> **WORK TO BE COMPLETED**
Go through the data below and transcribe it exactly. Omit the images.

[Recorded data]
=== Begin Enclosure ===

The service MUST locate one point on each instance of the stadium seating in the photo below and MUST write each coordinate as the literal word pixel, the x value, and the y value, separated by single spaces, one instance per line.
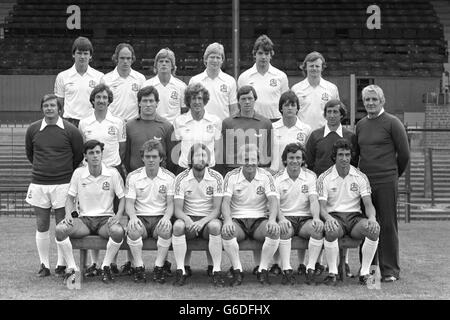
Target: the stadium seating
pixel 98 243
pixel 409 43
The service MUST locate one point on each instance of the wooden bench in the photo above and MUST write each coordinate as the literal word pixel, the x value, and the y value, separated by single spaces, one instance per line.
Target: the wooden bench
pixel 98 243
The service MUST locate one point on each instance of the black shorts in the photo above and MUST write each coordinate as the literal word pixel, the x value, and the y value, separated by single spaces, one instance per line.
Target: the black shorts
pixel 249 225
pixel 298 222
pixel 94 223
pixel 347 220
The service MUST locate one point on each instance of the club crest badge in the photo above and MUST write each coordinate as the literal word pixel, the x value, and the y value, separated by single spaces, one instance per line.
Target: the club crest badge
pixel 162 189
pixel 260 190
pixel 106 186
pixel 301 137
pixel 111 131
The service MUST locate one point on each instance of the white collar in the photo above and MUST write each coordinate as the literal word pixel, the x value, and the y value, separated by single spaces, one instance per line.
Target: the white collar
pixel 258 176
pixel 352 172
pixel 105 171
pixel 59 123
pixel 381 112
pixel 206 176
pixel 327 130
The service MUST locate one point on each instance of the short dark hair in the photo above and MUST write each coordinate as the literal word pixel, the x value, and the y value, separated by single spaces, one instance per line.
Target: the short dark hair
pixel 341 144
pixel 335 102
pixel 120 46
pixel 91 144
pixel 293 148
pixel 288 96
pixel 264 43
pixel 192 150
pixel 146 91
pixel 51 96
pixel 310 57
pixel 82 44
pixel 245 90
pixel 150 145
pixel 100 88
pixel 192 90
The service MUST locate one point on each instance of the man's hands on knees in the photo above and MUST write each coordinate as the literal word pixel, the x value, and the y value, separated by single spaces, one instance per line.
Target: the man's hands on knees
pixel 317 225
pixel 196 226
pixel 331 225
pixel 135 223
pixel 372 225
pixel 272 227
pixel 164 224
pixel 285 225
pixel 228 228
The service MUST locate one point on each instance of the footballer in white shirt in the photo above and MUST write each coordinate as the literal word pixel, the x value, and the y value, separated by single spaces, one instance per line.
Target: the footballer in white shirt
pixel 198 197
pixel 93 187
pixel 299 210
pixel 341 189
pixel 249 210
pixel 149 206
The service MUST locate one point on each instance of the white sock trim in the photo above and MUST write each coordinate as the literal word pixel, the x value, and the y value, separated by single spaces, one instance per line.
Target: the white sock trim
pixel 165 243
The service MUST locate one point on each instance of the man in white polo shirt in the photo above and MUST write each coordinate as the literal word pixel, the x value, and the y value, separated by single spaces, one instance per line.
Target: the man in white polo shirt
pixel 170 89
pixel 198 197
pixel 197 125
pixel 341 189
pixel 73 86
pixel 221 86
pixel 249 210
pixel 299 210
pixel 105 127
pixel 314 91
pixel 93 187
pixel 124 83
pixel 268 81
pixel 149 205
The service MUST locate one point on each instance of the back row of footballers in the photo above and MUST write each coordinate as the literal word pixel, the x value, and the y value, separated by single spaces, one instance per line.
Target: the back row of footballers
pixel 248 203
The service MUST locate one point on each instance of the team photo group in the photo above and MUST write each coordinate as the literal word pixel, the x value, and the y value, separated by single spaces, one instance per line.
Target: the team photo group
pixel 128 158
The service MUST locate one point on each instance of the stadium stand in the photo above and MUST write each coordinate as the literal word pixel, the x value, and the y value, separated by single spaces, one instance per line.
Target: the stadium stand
pixel 410 42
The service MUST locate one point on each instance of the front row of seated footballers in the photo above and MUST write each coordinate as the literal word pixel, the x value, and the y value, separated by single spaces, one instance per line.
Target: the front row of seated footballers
pixel 253 204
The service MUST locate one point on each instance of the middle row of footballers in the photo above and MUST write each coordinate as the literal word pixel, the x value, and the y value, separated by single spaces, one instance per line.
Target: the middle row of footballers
pixel 248 203
pixel 122 142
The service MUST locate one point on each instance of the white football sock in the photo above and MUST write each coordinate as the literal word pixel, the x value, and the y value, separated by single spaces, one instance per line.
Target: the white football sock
pixel 285 253
pixel 136 250
pixel 314 249
pixel 331 253
pixel 43 245
pixel 179 250
pixel 66 250
pixel 368 252
pixel 60 261
pixel 112 248
pixel 215 249
pixel 94 255
pixel 163 250
pixel 269 247
pixel 231 247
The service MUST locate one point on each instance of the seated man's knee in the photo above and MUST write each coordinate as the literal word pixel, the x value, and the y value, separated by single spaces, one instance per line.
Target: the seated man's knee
pixel 179 228
pixel 214 227
pixel 331 235
pixel 61 231
pixel 116 232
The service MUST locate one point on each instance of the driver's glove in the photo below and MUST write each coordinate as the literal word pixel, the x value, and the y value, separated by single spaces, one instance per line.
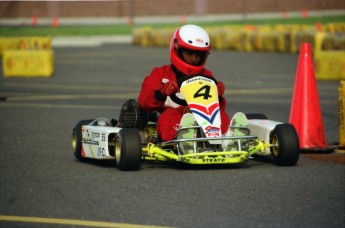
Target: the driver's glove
pixel 221 88
pixel 169 88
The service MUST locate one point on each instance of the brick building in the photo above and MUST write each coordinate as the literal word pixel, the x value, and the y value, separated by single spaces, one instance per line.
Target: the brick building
pixel 133 8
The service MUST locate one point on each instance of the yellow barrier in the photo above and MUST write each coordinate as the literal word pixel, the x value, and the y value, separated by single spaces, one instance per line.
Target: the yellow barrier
pixel 329 62
pixel 26 43
pixel 7 43
pixel 29 43
pixel 28 63
pixel 330 65
pixel 342 114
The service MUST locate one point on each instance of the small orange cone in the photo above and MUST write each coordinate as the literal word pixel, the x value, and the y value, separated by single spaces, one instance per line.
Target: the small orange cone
pixel 305 113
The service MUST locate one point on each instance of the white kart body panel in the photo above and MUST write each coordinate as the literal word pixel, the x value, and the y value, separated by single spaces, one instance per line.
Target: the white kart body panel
pixel 95 141
pixel 262 129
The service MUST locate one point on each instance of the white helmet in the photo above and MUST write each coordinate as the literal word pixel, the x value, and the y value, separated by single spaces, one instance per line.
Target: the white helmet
pixel 191 38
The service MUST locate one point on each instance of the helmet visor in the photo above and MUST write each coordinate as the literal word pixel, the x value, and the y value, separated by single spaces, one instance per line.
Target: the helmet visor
pixel 192 57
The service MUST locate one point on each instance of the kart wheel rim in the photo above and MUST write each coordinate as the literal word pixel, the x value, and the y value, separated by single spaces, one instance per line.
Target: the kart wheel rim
pixel 74 141
pixel 275 149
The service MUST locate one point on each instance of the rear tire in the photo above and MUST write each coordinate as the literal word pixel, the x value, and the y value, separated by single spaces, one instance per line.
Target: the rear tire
pixel 286 152
pixel 77 139
pixel 128 149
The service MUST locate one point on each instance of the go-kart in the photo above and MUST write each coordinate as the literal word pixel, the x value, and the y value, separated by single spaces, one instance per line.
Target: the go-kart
pixel 133 138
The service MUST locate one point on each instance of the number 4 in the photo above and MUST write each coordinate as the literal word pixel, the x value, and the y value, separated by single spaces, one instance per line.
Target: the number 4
pixel 203 92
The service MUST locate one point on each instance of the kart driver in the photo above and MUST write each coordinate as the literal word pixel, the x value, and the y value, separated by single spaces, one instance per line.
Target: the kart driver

=== End Enclosure ===

> **RESPONSE**
The service MUST locate one point on each instance of the stadium seating in the photo below and MUST write each coordinate as the literal word pixel, the x value, and the y value, separated by single spaces, one instance per line.
Target: the stadium seating
pixel 98 243
pixel 409 43
The service MUST locate one point on each instance of the wooden bench in the photo above and MUST write each coordinate as the literal word pixel, the x value, and the y value, separated by single spaces, one instance per line.
Target: the wooden bench
pixel 98 243
The service MUST locate one point on each instance of the black shorts in the photo above and MUST write each coordinate as the literal word pixel, the x value, and the y value, separated by single spaces, one instance per line.
Target: the black shorts
pixel 249 225
pixel 298 222
pixel 94 223
pixel 347 220
The service MUST locate one point on each instance of the club crest badge in the photo above and MUST write each coordinate as the literal word pixel, the x value, and the y value, separated by single spaces, one instance per line.
Target: the club crest badge
pixel 162 189
pixel 260 190
pixel 106 186
pixel 301 137
pixel 111 131
The service MUST locate one point on each instance of the white collar in the photo above and MUST write each coordinate as the literal word pixel, the x value, and the y value, separated by single spaces, one instance per line.
Target: the white collar
pixel 258 176
pixel 352 172
pixel 105 171
pixel 59 123
pixel 381 112
pixel 206 176
pixel 327 130
The service MUST locate one point on each instance of the short dark hair in the photo above and MUST write each coordinate as the literal word pixel, the x value, and the y value, separated by single spaces, one instance per line.
Target: the short dark hair
pixel 341 144
pixel 335 102
pixel 120 46
pixel 91 144
pixel 293 148
pixel 288 96
pixel 264 43
pixel 192 150
pixel 146 91
pixel 51 96
pixel 310 57
pixel 82 44
pixel 245 90
pixel 150 145
pixel 100 88
pixel 192 90
The service MUST locate one point on each instance of the man's hands on knees in the photo above and MUST write each coordinate as the literal word pixel, the x value, and the y value, separated by single spaces, one instance per line.
Target: the man's hands on knees
pixel 317 225
pixel 196 226
pixel 331 225
pixel 135 223
pixel 372 225
pixel 272 227
pixel 164 224
pixel 285 225
pixel 228 228
The service MUST locate one point on each instance of the footballer in white shirt in the photo above and MUST write each coordinate as the literal word pixel, the x value, and the y value, separated by single spaces, one instance per line.
Target: the footballer in white shirt
pixel 198 197
pixel 93 187
pixel 299 210
pixel 341 189
pixel 249 210
pixel 149 206
The service MUST locate one point on each instance of the white sock trim in the photo above and MUST write each coordinate as the literal word pixel, the x value, and the y value, separated by single spaces, one instance per line.
Target: the white sock trim
pixel 165 243
The service MUST locate one point on each instance of the man in white polo shirt in the photo above and MUST write each coordinate as the literal word pixel, the x value, and the y value, separated by single spaces, one instance per line.
Target: the man in white polo shirt
pixel 170 89
pixel 198 197
pixel 197 125
pixel 341 189
pixel 73 86
pixel 221 86
pixel 249 210
pixel 299 210
pixel 105 127
pixel 314 91
pixel 93 187
pixel 124 83
pixel 268 81
pixel 149 205
The service MUST locate one point on each instance of the back row of footballers in the photo above and MUST write each coordinate as the literal word pixel, the x value, and the y value, separated by single spaces, one instance per line.
Target: the back row of footballers
pixel 248 203
The service MUST locate one point on each instance of the team photo group in the photo above and MUST write each coordinate as the literal word pixel, the x value, and the y value, separated by single spaces, one instance per line.
Target: the team photo group
pixel 128 158
The service MUST locate one point on each instance of the stadium stand in the photo above and MUST write each coordinate as the literal word pixel, the x value, and the y value, separated by single spaces, one instance per line.
Target: the stadium stand
pixel 410 42
The service MUST locate one point on each instance of the front row of seated footballers in the photo above and MUST write each coordinate as the literal word pixel, the x value, and the y value, separated by single spaces, one instance per line.
Target: the front row of seated footballers
pixel 253 204
The service MUST locate one point on each instance of the middle row of footballers in the photo above and MUST write each coordinate as the literal word pixel, the x value, and the y value, separated by single spaces, one instance per line.
Target: the middle row of footballers
pixel 248 203
pixel 122 142
The service MUST locate one point on each instance of the white football sock in the photo above and MUST write each coordinate as the literal word pixel, the x value, and the y value, separated by single spaces, one instance per line.
Target: the white football sock
pixel 285 253
pixel 136 250
pixel 314 249
pixel 331 253
pixel 43 245
pixel 179 250
pixel 66 250
pixel 368 252
pixel 60 261
pixel 112 248
pixel 215 249
pixel 94 255
pixel 163 250
pixel 269 247
pixel 231 247
The service MUST locate one point on each instance of the seated man's knee in the photo above and MUST write each coordinate as the literal word pixel, the x value, and the y value, separated by single spaces, one instance per line.
Target: the seated man's knee
pixel 179 228
pixel 214 227
pixel 331 235
pixel 61 231
pixel 116 232
The service MUST locate one point on each instance of the driver's glove in the photo below and MUST write each coordinate as the literal word pixel, the x value, and the y value, separated by single spaces, one instance per line.
Target: the driver's glove
pixel 221 88
pixel 169 88
The service MUST locate one point on each instance of the brick building in the photo above and MUST write each coordinate as the literal word pixel, the x value, and the y value, separated by single spaces, one instance per line.
Target: the brick building
pixel 133 8
The service MUST locate one point on each instance of the yellow barrier in the photo above and MUST write each coordinate as the literal word pixel, the x value, and the y value, separated by single spaces, one instance per line.
Target: the yellow barrier
pixel 329 62
pixel 26 43
pixel 7 43
pixel 29 43
pixel 28 63
pixel 330 65
pixel 342 114
The service MUST locate one point on each instance of the small orange cone in the photo above and MUST write each coordinate as the literal word pixel, the x value, and the y value, separated by single spaces, one instance per line.
Target: the small orange cone
pixel 305 113
The service MUST locate one point on each instance of the white kart body panel in the photo above and MUST write each coordinate as the literal word pixel, the x value, and the y value, separated by single spaces, one instance per line.
Target: the white kart body panel
pixel 95 141
pixel 262 129
The service MUST locate one point on each instance of the white helmet in the photo above and MUST write each coordinate as the literal word pixel, the x value, and the y value, separated by single spaces, one instance per line.
Target: the white helmet
pixel 191 38
The service MUST locate one point on each instance of the helmet visor in the photo above and MUST write each coordinate as the literal word pixel, the x value, and the y value, separated by single spaces, one instance per line.
Target: the helmet visor
pixel 192 57
The service MUST locate one point on each instance of the kart wheel rim in the photo above and MUST write each coordinate as the literal word pixel, the x value, and the y value, separated by single spaces, one instance per line.
Target: the kart wheel rim
pixel 74 141
pixel 275 149
The service MUST locate one point on each instance of the rear tire in the photo above and MUST write each coordinate as the literal word pixel, the x value, and the y value, separated by single spaces, one instance per line.
Target: the rear tire
pixel 286 152
pixel 77 139
pixel 128 149
The service MUST locate one point on each instance of the go-kart in the photo above and MUST write each coordinate as the literal word pixel, the x value, and the y value, separated by single spaces, one instance per line.
Target: the go-kart
pixel 133 138
The service MUST locate one point on each instance of the number 4 in the photo above and MUST write each coordinate as the literal word pixel, the x value, and the y value, separated by single spaces, one instance per line.
Target: the number 4
pixel 203 92
The service MUST locate one point on each instance of the kart driver in the photo above and MUST write each coordinate as the literal word pixel, the x value, and the y value, separated by single spaces, one instance per line.
Target: the kart driver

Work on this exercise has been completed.